"""

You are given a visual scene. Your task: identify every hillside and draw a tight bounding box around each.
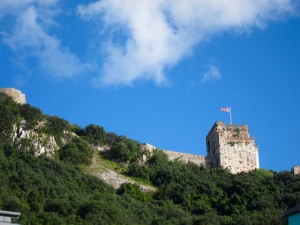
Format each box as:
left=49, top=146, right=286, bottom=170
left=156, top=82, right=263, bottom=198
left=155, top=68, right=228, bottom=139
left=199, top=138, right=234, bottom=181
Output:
left=0, top=94, right=300, bottom=225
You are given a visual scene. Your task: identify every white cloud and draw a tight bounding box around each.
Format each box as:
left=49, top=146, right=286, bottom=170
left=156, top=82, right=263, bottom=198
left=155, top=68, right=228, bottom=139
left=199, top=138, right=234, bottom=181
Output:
left=78, top=0, right=295, bottom=85
left=0, top=0, right=87, bottom=78
left=201, top=65, right=222, bottom=83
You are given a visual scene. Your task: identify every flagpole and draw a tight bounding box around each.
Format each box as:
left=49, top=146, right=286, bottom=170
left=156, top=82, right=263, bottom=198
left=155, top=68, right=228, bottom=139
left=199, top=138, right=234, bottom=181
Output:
left=229, top=106, right=232, bottom=125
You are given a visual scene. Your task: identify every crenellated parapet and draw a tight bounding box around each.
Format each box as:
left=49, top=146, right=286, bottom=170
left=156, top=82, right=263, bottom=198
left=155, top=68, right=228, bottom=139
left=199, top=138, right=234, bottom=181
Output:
left=206, top=122, right=259, bottom=174
left=0, top=88, right=26, bottom=104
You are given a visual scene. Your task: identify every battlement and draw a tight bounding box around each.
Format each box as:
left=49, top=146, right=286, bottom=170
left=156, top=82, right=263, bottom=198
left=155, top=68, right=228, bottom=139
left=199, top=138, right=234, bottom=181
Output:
left=0, top=88, right=26, bottom=104
left=292, top=166, right=300, bottom=175
left=206, top=122, right=259, bottom=173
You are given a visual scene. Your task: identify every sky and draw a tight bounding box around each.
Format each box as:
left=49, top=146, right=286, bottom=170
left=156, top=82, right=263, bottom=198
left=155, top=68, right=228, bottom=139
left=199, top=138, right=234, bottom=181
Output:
left=0, top=0, right=300, bottom=171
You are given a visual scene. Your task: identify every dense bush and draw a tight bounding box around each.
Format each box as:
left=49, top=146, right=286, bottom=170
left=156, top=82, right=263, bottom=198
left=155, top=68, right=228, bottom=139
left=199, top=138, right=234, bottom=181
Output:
left=59, top=137, right=94, bottom=165
left=83, top=124, right=106, bottom=146
left=0, top=91, right=300, bottom=225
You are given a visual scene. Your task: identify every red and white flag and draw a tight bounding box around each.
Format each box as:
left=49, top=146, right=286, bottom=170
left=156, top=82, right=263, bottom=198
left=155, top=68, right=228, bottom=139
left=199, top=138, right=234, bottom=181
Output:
left=221, top=107, right=230, bottom=112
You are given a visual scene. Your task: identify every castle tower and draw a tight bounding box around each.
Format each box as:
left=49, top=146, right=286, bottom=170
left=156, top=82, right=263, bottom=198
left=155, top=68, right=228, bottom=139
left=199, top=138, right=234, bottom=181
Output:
left=206, top=122, right=259, bottom=174
left=0, top=88, right=26, bottom=104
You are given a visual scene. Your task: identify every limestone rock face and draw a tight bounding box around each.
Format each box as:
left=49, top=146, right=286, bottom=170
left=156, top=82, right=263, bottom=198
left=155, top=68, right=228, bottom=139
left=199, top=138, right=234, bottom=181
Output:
left=12, top=121, right=59, bottom=157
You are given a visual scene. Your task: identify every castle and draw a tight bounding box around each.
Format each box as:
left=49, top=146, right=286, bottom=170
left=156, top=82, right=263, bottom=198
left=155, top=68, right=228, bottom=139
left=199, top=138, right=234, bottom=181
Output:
left=0, top=88, right=26, bottom=104
left=0, top=88, right=260, bottom=174
left=143, top=122, right=259, bottom=174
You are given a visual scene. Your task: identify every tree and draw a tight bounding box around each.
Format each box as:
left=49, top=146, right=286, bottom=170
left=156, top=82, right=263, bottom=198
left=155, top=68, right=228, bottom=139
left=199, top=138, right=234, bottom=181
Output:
left=84, top=124, right=106, bottom=145
left=59, top=138, right=93, bottom=164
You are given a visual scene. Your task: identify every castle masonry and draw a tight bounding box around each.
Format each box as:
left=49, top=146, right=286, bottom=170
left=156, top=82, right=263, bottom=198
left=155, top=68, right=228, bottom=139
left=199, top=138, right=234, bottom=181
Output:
left=0, top=88, right=26, bottom=104
left=142, top=122, right=259, bottom=174
left=206, top=122, right=259, bottom=174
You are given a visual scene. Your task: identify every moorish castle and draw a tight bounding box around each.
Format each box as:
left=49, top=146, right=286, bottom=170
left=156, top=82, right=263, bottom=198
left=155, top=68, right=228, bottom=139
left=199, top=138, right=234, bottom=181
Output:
left=143, top=122, right=259, bottom=174
left=0, top=88, right=300, bottom=174
left=0, top=88, right=26, bottom=104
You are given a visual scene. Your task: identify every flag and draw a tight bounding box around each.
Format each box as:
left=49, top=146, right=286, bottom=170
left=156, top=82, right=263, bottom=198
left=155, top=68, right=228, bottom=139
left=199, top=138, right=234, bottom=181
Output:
left=221, top=107, right=230, bottom=112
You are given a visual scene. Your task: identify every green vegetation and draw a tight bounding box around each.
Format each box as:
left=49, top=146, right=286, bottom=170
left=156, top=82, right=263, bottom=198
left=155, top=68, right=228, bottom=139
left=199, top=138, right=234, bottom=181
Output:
left=0, top=94, right=300, bottom=225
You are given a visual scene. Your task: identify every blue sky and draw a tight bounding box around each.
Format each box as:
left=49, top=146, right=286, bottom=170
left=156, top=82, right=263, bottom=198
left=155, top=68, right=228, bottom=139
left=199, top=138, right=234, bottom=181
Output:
left=0, top=0, right=300, bottom=171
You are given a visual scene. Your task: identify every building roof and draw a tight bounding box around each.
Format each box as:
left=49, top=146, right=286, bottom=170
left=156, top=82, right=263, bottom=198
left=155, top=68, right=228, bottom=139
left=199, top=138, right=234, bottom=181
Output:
left=283, top=205, right=300, bottom=217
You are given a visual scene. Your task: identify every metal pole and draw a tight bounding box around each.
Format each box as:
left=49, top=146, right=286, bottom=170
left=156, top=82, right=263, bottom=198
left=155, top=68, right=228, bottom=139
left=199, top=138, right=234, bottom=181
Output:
left=229, top=106, right=232, bottom=125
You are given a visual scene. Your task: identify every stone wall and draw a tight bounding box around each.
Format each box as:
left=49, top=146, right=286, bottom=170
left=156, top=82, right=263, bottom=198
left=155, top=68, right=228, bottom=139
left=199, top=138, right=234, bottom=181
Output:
left=0, top=88, right=26, bottom=104
left=163, top=150, right=206, bottom=166
left=141, top=143, right=207, bottom=166
left=206, top=122, right=259, bottom=174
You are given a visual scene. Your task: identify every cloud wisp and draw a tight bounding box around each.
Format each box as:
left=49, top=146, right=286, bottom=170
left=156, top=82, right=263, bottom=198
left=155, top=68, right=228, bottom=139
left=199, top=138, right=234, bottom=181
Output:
left=0, top=0, right=87, bottom=78
left=201, top=65, right=222, bottom=83
left=77, top=0, right=295, bottom=85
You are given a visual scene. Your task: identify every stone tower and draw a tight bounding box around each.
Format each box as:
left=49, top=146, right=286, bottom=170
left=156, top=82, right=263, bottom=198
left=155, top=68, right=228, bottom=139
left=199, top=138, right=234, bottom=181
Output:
left=0, top=88, right=26, bottom=104
left=206, top=122, right=259, bottom=174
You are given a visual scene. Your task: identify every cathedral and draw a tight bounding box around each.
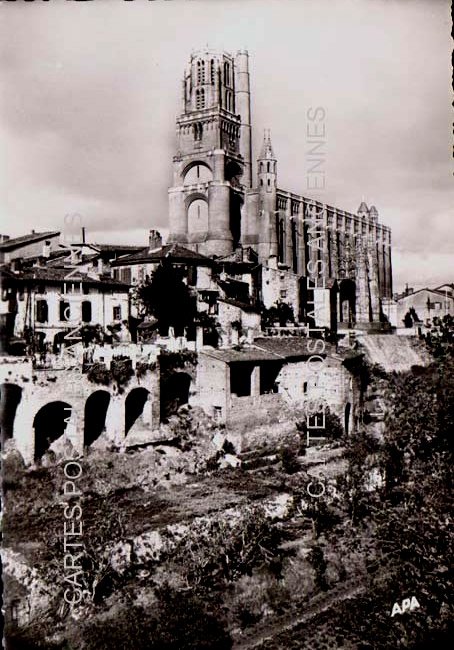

"""

Extract every line of the records above that contains the word "white".

• [THE SOLUTION]:
You are given a visual scene. Your task: identify every white cloud and draw a tight bounding box around each.
You are given a visual scene. Your task: identify every red and white flag and draw a tight bounding box around each.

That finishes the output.